Do this:
Every line from the one containing "Each instance receives exactly one keypoint. Tag the temple" through the end of the listing below must be given again exactly, and nothing else; exclude pictures.

Extracted material:
▬▬▬
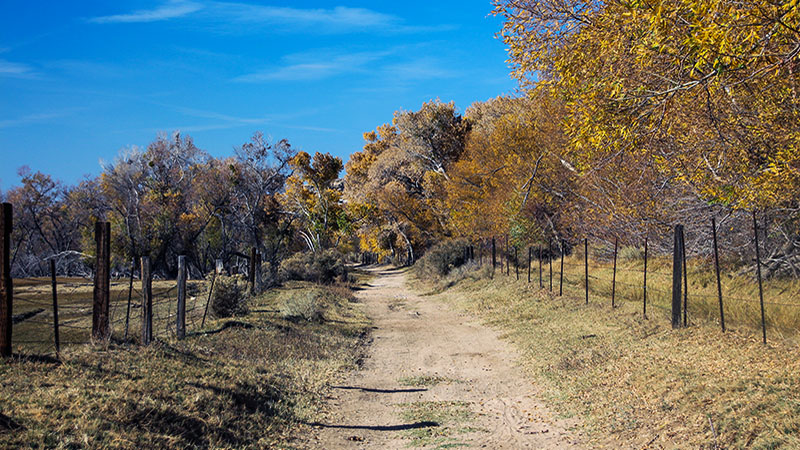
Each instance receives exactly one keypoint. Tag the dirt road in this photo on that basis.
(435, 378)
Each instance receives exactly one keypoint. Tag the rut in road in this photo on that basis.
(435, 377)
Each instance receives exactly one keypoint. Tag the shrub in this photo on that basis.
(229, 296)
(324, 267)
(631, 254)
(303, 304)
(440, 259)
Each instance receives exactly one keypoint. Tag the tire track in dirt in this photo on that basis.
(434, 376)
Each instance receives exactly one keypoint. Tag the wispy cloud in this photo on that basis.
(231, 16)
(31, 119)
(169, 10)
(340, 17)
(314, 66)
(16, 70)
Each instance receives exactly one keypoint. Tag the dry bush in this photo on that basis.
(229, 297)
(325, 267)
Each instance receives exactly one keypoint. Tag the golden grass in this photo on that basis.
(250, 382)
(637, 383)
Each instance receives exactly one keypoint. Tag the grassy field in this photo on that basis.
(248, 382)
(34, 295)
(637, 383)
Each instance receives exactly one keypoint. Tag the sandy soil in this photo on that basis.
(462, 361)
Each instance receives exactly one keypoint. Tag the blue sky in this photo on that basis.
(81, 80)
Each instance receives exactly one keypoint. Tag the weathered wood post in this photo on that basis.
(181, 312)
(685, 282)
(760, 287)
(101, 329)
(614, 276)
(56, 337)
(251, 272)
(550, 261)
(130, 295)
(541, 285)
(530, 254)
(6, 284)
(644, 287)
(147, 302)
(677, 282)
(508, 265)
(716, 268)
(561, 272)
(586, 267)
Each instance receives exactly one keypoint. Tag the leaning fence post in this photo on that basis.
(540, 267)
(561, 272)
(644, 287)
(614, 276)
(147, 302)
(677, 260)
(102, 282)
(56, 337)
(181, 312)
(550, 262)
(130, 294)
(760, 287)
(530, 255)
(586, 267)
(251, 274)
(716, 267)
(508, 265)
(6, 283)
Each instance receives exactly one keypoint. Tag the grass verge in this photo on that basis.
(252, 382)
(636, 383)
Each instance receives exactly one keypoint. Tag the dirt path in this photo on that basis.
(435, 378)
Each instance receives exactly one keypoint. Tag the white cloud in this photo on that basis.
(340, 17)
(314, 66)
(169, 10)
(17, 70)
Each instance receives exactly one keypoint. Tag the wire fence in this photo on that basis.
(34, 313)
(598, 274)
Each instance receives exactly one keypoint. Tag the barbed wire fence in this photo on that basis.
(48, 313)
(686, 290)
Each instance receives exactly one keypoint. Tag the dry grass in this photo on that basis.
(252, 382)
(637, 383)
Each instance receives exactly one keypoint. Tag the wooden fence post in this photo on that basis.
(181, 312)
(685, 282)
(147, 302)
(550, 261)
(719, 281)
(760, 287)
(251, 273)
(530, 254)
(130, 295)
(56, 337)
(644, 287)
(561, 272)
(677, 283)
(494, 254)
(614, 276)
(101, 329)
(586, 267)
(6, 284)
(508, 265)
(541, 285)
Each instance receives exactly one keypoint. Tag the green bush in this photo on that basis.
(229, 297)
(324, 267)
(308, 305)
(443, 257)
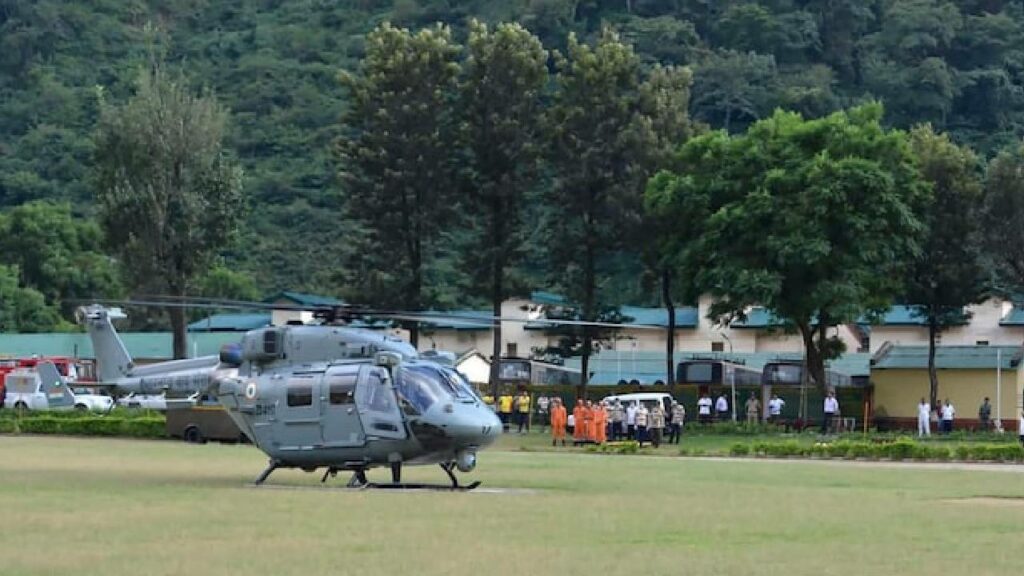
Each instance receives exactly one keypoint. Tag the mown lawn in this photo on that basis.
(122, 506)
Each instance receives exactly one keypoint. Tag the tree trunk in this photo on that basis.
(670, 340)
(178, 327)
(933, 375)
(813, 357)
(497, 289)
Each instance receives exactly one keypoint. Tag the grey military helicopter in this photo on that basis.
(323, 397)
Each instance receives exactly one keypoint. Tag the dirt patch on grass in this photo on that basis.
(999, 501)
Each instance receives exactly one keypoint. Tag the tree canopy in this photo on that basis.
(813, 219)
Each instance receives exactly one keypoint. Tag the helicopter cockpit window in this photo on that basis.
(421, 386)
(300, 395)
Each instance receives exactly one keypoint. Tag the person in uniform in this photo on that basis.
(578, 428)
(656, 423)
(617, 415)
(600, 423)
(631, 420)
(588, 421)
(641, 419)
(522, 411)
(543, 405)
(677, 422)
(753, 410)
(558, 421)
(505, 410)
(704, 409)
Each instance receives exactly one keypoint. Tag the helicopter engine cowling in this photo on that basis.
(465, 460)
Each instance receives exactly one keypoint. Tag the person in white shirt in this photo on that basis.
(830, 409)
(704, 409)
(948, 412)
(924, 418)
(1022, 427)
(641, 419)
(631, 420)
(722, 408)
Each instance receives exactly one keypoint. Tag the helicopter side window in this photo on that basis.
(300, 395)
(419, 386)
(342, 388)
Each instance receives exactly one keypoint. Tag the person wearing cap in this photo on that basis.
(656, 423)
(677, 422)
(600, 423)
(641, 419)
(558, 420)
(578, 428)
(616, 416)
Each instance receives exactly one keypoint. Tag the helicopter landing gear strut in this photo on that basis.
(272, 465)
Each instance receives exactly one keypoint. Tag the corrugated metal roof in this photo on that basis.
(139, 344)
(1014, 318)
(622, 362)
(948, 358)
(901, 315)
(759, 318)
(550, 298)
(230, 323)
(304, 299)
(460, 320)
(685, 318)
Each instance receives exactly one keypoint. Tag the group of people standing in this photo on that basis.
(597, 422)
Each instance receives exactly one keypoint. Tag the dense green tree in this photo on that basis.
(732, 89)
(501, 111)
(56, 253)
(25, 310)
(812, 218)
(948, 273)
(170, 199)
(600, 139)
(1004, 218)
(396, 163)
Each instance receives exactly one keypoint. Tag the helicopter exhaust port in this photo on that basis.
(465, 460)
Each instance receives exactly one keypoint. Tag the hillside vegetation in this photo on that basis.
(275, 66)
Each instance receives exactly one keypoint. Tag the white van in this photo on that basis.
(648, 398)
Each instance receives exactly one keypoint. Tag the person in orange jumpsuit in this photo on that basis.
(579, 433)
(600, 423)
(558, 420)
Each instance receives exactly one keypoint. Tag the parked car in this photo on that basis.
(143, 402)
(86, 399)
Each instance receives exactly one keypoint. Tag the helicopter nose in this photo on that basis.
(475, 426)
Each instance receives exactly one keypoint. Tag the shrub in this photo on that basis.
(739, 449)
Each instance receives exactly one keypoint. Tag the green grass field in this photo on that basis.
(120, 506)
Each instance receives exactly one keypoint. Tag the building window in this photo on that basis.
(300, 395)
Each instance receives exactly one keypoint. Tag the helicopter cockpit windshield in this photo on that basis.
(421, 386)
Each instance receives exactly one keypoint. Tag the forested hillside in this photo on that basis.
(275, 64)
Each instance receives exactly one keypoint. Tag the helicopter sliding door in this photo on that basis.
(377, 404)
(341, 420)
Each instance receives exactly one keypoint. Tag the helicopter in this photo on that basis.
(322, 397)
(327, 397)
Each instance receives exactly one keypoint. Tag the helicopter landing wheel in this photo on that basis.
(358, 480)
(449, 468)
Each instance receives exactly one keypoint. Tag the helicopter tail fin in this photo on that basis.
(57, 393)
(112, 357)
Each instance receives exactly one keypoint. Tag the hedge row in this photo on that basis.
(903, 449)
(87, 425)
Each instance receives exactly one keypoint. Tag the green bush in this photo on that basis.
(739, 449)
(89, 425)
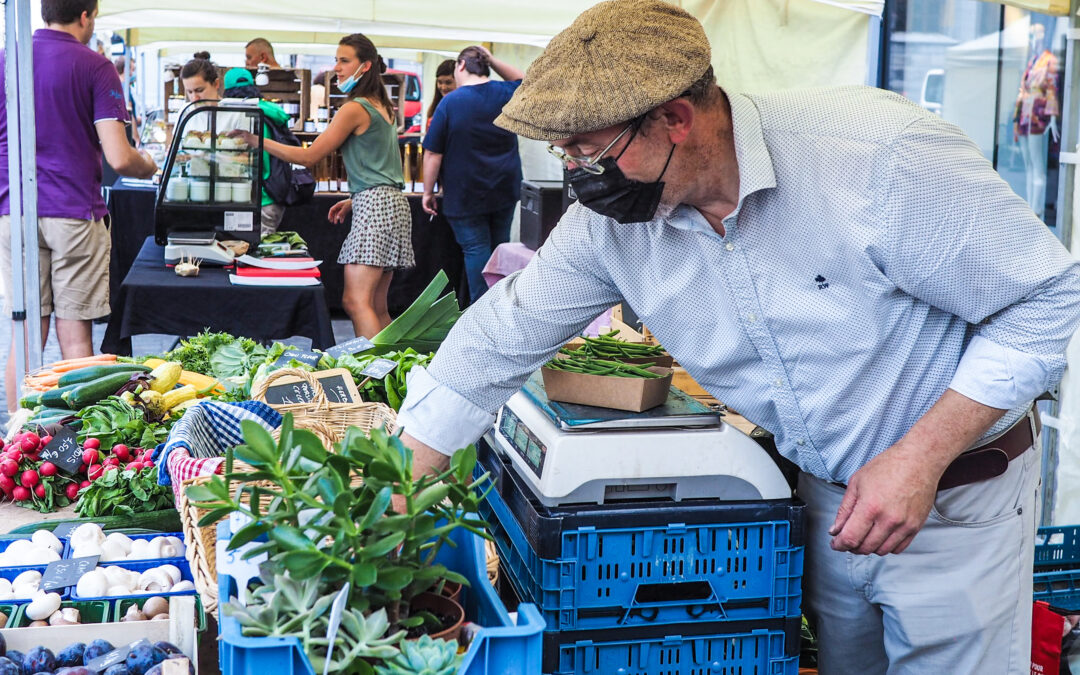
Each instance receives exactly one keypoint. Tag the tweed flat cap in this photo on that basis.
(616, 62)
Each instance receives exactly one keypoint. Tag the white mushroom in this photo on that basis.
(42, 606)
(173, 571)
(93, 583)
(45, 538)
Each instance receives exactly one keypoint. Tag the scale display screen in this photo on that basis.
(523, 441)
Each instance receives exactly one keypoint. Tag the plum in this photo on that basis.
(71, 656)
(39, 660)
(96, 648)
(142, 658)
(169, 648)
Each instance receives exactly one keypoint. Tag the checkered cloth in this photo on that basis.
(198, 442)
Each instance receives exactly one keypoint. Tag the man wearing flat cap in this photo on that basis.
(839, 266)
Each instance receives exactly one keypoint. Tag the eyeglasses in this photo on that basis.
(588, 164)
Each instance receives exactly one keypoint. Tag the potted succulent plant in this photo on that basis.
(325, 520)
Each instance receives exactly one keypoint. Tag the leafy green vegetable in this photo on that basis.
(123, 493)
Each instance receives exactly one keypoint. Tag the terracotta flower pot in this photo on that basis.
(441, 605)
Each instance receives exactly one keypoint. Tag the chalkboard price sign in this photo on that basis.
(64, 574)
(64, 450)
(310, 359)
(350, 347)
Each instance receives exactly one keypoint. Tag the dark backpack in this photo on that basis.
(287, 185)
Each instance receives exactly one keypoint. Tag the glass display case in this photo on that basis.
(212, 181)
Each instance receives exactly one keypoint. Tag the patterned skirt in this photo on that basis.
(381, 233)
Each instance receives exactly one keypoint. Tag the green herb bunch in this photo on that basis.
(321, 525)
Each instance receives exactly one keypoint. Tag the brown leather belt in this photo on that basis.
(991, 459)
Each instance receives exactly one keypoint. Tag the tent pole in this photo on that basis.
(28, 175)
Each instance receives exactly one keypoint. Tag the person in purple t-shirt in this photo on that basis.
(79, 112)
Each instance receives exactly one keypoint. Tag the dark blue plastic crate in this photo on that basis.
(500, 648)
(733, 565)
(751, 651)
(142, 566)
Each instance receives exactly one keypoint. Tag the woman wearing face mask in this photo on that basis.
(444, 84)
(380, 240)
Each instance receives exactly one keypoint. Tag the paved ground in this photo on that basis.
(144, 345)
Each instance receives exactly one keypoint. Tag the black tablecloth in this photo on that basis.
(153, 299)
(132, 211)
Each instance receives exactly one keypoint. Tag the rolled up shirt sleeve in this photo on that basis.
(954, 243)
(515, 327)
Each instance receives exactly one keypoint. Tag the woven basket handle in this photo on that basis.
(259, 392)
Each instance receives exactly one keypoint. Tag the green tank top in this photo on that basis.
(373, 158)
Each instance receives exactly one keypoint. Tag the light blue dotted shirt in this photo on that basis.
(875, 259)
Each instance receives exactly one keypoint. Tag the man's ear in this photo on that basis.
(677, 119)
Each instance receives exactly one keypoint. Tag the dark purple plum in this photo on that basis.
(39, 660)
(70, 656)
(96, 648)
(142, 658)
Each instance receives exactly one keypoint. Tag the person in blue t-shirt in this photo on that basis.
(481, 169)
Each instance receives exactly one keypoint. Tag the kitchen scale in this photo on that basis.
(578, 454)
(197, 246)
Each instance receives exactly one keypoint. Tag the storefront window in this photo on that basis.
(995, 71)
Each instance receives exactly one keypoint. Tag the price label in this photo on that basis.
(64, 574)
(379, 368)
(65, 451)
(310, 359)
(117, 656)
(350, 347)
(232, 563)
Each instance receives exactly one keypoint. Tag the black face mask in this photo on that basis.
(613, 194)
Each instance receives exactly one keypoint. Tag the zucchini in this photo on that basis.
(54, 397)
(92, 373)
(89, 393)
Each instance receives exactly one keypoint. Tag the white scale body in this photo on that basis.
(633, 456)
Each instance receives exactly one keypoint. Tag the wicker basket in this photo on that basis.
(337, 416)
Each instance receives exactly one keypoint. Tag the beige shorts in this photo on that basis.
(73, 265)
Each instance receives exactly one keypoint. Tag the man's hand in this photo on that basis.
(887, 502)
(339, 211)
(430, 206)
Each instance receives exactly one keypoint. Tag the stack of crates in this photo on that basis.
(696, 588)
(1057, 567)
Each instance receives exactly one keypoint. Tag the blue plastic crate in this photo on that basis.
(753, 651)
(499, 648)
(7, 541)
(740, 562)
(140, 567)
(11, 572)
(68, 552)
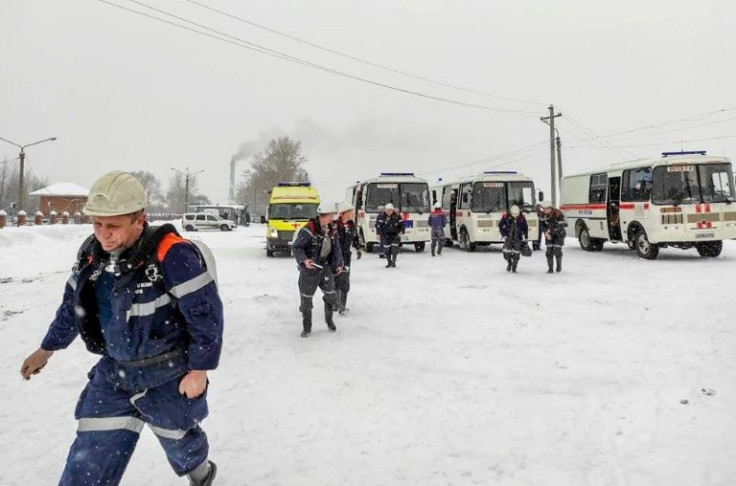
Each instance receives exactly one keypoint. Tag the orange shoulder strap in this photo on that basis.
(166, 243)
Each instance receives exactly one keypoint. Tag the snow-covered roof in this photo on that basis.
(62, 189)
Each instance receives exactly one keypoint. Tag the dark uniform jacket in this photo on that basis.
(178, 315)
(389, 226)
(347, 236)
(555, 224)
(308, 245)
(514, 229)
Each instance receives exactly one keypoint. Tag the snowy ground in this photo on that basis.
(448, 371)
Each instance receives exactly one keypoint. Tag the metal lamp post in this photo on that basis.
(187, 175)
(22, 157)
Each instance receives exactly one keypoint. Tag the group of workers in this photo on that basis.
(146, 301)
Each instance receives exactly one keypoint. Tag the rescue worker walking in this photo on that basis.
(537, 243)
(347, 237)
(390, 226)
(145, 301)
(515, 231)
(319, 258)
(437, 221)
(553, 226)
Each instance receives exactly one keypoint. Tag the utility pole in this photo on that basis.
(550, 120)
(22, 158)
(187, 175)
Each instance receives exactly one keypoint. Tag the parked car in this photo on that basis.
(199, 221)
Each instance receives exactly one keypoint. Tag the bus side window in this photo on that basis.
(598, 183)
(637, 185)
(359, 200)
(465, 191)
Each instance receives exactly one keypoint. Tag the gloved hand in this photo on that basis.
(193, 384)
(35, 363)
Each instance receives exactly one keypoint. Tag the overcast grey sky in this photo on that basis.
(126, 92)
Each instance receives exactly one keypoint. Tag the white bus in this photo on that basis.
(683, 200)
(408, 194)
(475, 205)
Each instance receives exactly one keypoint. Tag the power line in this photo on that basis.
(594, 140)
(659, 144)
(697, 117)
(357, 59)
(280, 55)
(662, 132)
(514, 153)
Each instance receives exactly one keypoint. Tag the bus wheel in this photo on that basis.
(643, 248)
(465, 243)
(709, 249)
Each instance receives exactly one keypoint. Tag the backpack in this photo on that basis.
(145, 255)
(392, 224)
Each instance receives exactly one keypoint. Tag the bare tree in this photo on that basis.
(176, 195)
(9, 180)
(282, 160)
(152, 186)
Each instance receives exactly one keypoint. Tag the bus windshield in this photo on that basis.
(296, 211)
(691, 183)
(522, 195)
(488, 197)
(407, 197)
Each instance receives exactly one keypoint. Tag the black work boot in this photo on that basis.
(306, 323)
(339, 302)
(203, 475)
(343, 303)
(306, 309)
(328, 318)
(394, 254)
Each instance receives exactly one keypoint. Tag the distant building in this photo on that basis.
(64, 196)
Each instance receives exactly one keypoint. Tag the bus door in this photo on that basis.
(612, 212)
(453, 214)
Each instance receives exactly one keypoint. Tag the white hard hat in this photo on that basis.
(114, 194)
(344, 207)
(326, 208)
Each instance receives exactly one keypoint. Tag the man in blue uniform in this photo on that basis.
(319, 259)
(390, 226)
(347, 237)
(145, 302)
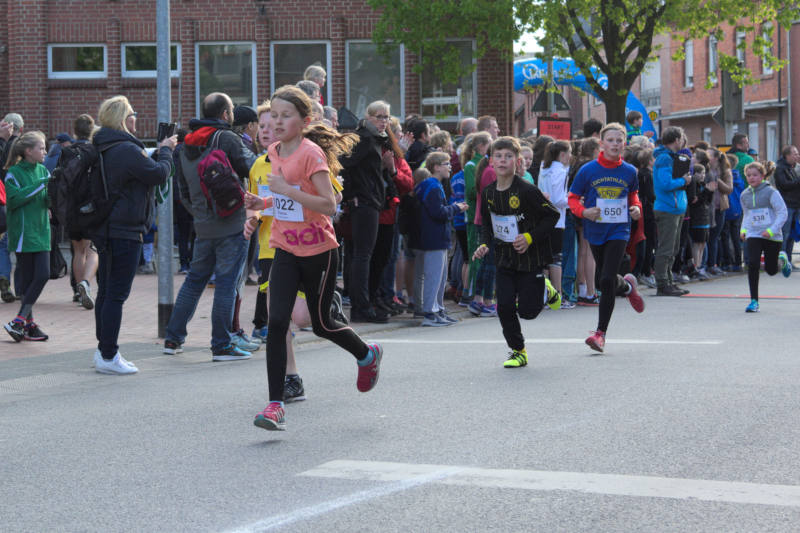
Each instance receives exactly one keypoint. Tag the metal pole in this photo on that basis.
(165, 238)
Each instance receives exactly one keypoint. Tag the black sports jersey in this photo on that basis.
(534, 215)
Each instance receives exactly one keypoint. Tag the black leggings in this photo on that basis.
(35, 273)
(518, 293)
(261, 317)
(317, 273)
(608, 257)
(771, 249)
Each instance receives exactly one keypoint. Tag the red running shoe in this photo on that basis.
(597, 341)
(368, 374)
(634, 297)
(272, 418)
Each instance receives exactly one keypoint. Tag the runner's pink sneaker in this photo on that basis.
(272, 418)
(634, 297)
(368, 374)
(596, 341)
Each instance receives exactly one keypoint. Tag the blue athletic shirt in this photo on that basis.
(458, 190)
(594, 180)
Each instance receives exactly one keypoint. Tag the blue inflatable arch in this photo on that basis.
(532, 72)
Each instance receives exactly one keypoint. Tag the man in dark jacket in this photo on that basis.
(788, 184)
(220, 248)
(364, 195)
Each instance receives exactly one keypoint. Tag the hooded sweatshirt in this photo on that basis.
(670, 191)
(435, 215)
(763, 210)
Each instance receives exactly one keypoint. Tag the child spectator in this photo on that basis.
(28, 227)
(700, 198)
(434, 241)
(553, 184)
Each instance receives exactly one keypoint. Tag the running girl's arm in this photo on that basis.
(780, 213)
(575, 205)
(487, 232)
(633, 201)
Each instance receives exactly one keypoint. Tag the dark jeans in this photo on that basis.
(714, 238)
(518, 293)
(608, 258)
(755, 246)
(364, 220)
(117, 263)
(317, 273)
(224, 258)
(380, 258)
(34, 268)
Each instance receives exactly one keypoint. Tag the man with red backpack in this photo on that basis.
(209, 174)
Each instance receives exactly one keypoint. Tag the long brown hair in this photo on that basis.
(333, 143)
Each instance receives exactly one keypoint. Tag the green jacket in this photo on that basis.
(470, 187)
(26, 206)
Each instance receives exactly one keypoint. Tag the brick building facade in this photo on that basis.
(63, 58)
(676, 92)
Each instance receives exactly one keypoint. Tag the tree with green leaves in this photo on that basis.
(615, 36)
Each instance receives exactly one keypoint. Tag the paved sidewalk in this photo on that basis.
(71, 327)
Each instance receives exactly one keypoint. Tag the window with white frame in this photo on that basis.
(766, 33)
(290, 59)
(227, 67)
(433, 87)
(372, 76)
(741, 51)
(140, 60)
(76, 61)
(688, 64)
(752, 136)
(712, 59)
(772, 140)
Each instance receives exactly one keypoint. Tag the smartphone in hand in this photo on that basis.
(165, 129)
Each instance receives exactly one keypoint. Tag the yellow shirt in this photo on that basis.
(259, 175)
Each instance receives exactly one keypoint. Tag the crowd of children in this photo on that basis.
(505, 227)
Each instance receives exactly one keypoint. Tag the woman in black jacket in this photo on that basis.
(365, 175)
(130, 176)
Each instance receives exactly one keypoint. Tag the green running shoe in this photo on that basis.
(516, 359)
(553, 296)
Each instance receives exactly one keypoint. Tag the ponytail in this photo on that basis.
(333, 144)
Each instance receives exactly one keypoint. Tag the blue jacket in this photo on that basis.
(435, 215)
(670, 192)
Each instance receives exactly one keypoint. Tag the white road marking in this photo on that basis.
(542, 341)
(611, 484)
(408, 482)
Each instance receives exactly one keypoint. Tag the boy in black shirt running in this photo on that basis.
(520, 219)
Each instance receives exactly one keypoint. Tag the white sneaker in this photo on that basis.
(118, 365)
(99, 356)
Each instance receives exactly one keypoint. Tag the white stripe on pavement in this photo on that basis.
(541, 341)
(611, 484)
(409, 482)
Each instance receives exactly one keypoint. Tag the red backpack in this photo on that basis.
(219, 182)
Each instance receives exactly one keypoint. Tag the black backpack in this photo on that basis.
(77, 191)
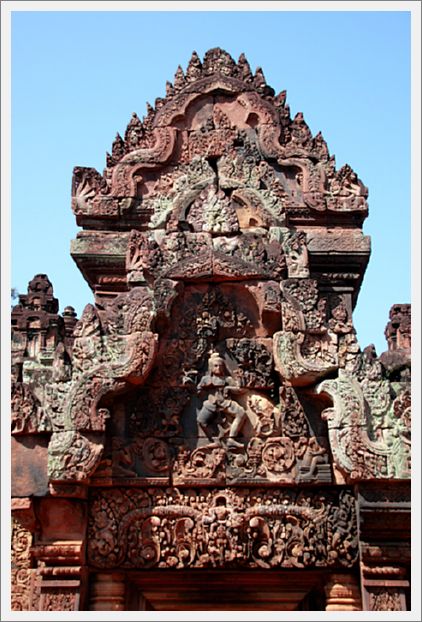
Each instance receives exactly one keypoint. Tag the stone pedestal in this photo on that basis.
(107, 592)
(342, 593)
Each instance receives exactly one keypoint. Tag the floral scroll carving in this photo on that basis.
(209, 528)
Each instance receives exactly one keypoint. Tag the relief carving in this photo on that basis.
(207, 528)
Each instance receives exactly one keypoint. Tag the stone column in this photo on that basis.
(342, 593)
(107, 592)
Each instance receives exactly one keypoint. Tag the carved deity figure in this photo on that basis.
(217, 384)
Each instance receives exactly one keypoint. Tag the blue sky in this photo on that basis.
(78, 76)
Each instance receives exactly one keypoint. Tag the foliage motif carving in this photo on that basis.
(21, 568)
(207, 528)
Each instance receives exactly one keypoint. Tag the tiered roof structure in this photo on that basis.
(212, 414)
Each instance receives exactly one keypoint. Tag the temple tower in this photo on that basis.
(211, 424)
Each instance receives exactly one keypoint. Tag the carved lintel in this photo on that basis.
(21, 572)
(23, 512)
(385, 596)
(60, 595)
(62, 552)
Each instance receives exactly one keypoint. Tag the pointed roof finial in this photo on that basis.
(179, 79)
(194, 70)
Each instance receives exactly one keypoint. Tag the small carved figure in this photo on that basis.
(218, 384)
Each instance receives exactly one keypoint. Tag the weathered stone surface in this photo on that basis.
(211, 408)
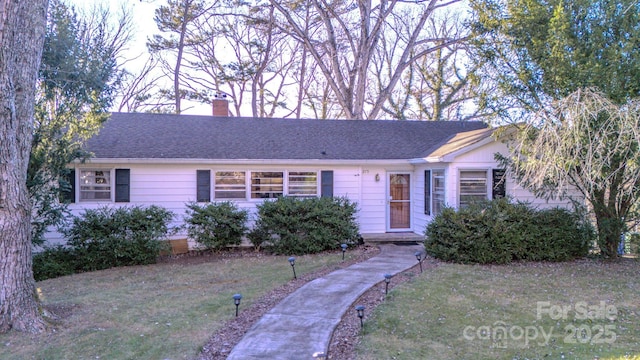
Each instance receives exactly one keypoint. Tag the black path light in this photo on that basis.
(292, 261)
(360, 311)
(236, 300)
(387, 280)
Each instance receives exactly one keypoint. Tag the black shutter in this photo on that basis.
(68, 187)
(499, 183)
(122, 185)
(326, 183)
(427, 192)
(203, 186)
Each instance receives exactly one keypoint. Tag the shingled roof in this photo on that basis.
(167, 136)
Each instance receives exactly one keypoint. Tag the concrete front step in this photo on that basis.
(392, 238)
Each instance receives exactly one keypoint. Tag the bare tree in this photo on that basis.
▬▬▬
Solution to this task:
Each instance receives exactly one keypoint. Tag the temple tower in this photo on that basis.
(211, 424)
Each instance receives exactly one keypoint. Tag the carved lintel in this photo on that basis.
(21, 572)
(23, 512)
(385, 596)
(60, 595)
(62, 552)
Each instance receives exactly one keypoint. Tag the pointed roof finial in this photo on that basis.
(179, 79)
(194, 70)
Each instance receives exactly one keypoint. Tag the small carved figure in this photo on that basis.
(218, 384)
Each instance receives exactly one keypoint. Tag the weathered stone surface in this photo on that basis.
(211, 408)
Each instance receives exactly one keypoint. Tag the black path light in this photo on that basis.
(292, 261)
(360, 311)
(236, 300)
(387, 280)
Each instance receives exactly one keypoint. Tag the black shutter in this photo on that basis.
(68, 187)
(499, 183)
(122, 185)
(326, 183)
(427, 192)
(203, 186)
Each instance receives exactly one keypoint. Tag the shingled roof in this photo on that basis.
(167, 136)
Each instance receives exactly one keypoint. Tag the concrete front step in this photo on that basis.
(392, 238)
Each instance receives exactly one keypoint. Tag the bare tree in this photo on that basis.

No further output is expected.